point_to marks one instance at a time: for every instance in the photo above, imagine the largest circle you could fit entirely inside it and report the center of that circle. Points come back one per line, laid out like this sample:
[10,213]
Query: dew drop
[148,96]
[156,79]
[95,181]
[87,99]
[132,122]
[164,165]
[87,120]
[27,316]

_Instructions to follow:_
Each record is to be repeated exactly.

_Output for this task:_
point_to marks one instance at a time: for every instance in the photo above, imagine the largest circle you could fit entirely inside it and report the center of that circle. Points come back one per line, laid out like this sample:
[10,213]
Query: dew drop
[148,96]
[156,79]
[95,181]
[87,99]
[132,122]
[164,165]
[87,120]
[27,316]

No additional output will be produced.